[Excerpts from a dataset]
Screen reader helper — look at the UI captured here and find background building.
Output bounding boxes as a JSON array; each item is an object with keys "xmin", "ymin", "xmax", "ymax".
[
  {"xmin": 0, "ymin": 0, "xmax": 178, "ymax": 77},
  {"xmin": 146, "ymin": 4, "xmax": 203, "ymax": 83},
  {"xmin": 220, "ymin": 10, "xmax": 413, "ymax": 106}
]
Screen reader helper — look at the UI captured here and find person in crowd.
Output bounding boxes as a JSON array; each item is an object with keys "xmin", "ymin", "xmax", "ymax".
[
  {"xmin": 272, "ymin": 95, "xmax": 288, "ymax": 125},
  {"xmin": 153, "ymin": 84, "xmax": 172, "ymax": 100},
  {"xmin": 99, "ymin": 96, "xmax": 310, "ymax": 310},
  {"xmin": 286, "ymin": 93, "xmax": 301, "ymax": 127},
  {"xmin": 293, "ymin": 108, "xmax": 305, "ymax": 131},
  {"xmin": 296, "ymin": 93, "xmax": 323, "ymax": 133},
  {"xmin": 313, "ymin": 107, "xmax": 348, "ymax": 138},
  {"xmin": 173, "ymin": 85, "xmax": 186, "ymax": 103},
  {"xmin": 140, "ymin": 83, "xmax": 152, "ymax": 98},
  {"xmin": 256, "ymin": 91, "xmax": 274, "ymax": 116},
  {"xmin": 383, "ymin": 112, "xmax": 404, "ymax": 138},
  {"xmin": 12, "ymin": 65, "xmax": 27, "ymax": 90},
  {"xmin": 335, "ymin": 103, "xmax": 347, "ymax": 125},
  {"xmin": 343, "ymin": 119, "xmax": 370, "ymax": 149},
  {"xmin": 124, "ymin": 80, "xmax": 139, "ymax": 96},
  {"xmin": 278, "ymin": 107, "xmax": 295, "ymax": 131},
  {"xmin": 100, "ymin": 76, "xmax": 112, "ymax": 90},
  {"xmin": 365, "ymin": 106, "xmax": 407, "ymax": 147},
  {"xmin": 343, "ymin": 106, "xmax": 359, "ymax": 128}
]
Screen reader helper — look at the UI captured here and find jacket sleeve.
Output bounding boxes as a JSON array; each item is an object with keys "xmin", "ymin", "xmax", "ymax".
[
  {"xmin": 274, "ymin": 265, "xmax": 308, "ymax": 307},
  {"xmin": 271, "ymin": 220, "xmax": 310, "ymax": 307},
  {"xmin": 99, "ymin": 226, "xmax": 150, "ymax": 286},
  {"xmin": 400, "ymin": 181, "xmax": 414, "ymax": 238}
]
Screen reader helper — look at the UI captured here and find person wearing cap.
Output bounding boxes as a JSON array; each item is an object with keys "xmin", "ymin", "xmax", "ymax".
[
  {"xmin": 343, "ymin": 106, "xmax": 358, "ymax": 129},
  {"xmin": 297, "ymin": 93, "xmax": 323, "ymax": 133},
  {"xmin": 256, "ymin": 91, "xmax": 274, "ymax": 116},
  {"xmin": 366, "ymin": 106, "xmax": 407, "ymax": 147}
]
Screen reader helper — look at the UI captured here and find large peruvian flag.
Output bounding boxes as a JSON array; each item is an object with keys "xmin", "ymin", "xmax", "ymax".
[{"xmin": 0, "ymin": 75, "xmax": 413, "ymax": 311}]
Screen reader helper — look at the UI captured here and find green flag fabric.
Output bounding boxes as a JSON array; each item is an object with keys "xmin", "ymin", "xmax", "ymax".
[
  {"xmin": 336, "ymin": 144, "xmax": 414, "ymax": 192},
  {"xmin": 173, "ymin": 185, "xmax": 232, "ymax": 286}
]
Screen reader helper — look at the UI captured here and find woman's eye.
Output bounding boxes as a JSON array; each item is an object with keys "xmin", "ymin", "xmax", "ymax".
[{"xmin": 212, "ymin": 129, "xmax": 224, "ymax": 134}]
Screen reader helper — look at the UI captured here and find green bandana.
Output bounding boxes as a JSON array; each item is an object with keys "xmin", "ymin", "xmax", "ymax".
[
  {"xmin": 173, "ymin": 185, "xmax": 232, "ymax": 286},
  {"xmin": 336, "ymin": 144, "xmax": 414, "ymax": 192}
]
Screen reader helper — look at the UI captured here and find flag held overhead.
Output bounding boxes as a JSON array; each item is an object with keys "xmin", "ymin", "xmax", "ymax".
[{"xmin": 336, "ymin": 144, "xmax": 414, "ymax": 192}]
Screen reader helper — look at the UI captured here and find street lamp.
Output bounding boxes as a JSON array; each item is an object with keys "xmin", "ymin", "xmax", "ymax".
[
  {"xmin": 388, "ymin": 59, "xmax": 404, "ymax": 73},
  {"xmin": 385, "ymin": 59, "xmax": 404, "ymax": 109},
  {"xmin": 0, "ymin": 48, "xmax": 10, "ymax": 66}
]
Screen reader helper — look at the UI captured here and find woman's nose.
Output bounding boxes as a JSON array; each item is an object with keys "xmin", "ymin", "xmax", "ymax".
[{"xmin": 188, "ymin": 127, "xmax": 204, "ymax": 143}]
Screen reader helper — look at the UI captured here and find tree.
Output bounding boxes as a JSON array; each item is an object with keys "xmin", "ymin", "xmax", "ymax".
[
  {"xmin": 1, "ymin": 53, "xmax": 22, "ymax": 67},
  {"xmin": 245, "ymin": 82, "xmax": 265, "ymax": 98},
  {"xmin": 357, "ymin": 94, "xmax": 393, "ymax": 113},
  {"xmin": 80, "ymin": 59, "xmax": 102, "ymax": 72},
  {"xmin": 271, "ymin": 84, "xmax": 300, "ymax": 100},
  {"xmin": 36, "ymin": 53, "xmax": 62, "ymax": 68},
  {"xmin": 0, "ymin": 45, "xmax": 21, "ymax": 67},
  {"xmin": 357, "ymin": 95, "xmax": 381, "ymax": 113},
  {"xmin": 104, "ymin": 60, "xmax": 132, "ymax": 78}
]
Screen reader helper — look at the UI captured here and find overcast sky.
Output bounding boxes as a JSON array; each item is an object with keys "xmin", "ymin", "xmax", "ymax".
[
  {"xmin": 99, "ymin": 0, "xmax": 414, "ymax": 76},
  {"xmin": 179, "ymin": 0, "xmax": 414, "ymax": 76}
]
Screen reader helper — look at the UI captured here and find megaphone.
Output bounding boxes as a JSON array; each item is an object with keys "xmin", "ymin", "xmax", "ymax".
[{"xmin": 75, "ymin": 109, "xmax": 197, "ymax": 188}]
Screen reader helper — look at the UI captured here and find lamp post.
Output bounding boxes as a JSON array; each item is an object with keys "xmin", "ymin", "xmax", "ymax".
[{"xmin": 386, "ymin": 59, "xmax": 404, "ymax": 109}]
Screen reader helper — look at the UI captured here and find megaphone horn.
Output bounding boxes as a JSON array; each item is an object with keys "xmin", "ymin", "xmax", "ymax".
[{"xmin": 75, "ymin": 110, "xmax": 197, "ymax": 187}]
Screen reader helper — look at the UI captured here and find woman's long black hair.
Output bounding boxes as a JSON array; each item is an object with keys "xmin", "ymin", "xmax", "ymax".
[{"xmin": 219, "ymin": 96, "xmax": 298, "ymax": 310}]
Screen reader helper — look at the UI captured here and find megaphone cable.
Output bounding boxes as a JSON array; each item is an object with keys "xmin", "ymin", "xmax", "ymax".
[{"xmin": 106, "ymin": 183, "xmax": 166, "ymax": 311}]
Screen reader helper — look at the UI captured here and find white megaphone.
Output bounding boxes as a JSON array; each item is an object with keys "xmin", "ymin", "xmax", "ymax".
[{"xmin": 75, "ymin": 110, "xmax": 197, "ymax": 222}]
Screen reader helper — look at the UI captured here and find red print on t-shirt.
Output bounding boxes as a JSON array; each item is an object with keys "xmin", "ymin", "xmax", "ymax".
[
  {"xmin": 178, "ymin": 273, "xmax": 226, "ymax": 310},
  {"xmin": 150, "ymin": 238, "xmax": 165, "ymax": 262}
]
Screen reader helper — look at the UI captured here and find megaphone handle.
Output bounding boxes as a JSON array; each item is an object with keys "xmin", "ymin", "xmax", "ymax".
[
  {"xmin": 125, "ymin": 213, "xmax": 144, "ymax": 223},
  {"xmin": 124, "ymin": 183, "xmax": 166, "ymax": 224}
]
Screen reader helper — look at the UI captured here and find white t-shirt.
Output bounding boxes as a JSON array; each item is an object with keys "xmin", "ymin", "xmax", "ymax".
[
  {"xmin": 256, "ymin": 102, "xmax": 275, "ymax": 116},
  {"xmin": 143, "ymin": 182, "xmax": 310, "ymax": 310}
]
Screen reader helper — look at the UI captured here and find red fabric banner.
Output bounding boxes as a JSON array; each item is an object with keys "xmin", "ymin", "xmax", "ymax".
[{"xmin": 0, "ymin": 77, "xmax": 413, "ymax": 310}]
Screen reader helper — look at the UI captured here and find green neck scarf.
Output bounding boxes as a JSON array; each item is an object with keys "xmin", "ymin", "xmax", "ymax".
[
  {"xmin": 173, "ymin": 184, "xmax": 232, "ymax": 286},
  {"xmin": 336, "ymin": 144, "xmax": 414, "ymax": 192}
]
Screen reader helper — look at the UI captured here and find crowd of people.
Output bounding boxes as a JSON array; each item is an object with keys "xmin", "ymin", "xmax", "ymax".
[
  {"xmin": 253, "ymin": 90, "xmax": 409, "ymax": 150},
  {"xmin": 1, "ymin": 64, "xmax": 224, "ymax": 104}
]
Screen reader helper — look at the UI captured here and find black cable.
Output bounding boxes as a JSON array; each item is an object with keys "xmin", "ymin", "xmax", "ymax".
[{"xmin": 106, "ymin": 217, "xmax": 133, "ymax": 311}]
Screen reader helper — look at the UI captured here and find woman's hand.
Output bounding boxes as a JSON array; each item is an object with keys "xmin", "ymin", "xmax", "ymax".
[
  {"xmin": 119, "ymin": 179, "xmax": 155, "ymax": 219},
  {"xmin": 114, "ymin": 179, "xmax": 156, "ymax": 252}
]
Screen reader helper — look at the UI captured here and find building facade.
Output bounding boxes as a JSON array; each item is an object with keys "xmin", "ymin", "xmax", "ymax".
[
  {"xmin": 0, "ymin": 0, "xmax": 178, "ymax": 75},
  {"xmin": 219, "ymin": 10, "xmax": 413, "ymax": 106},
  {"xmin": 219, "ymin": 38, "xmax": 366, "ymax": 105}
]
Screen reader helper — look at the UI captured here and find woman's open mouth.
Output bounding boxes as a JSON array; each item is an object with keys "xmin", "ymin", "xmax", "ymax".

• INSTRUCTIONS TO FOLLOW:
Keeping every character as it is, restate the lines above that run from the line with "green flag fabric." through the line with "find street lamp.", both included, and nothing else.

• WRITTEN ANSWER:
Screen reader helper — look at the UI captured here and find green flag fabric.
Output bounding boxes as a JSON array; each item is an object with keys "xmin", "ymin", "xmax", "ymax".
[
  {"xmin": 336, "ymin": 144, "xmax": 414, "ymax": 192},
  {"xmin": 173, "ymin": 185, "xmax": 232, "ymax": 286}
]
Screen reader helper — look at the UI captured here and find woman's eye.
Output bounding boxes as a JSON array; each item is an object with keys "xmin", "ymin", "xmax", "ymax".
[{"xmin": 212, "ymin": 129, "xmax": 224, "ymax": 134}]
Screen reader helper — look at the UI captured here and find green bandana.
Output bounding boxes as a JSON array; each item is an object with keys "xmin", "ymin", "xmax", "ymax".
[
  {"xmin": 173, "ymin": 185, "xmax": 232, "ymax": 286},
  {"xmin": 336, "ymin": 144, "xmax": 414, "ymax": 192}
]
Screen reader helper — look at the UI captured here and find flag held overhead.
Output bounding boxes as a JSON array; each item is an object with keys "xmin", "ymin", "xmax", "ymax".
[{"xmin": 336, "ymin": 144, "xmax": 414, "ymax": 192}]
Screen reader helper — look at the UI captured here and find street lamp.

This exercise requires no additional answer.